--- START ---
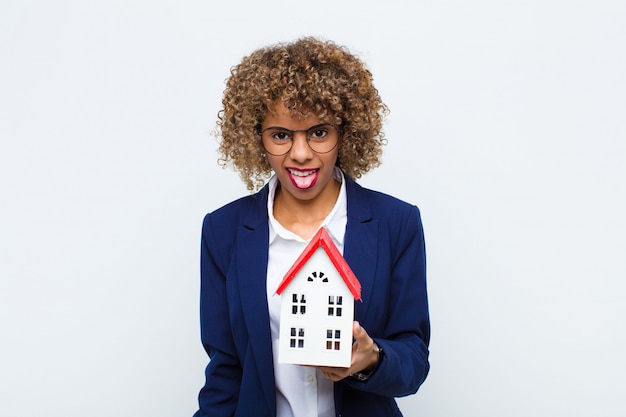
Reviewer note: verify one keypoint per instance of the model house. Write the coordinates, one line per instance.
(317, 306)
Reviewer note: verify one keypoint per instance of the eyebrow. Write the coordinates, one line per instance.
(298, 130)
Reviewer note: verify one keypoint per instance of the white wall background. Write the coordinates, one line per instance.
(508, 129)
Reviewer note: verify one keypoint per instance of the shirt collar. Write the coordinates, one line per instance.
(335, 222)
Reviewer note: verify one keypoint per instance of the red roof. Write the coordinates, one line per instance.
(323, 239)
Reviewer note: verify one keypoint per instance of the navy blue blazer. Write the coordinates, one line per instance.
(384, 246)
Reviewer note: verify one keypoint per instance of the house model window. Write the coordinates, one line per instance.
(317, 306)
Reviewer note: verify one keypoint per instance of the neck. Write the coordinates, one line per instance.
(303, 217)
--- END ---
(Required work)
The records above, copied word for word without the pictures, are what should be output.

(Problem solution)
Reviewer note: verify one keypoint per instance of the model house. Write the coordinates, one line per instance.
(317, 306)
Reviewer note: verify one keypoint per instance of the eyebrow. Write the coordinates, one line per instance.
(298, 130)
Reviewer note: verify one keypoint per instance of the white wall background. Write the coordinates, one line per instance.
(508, 129)
Reviewer note: verify one keypoint per instance of the shirt collar. Write the coordinates, one line per instance.
(335, 222)
Reviewer note: verify one keypoint per instance of the red roof. Write the coordinates, one line per instance.
(323, 239)
Reviewer note: verify one keypoint per instance of the navy blue blazer. Write the coordinates, one line per instance.
(384, 246)
Reviewer note: verify one keypoint per instance of the house model window. Write the coordinates, one line per instance.
(317, 306)
Reviewer note: verify one keypoint per instance of the neck. Write the coordinates, one line per instance.
(303, 217)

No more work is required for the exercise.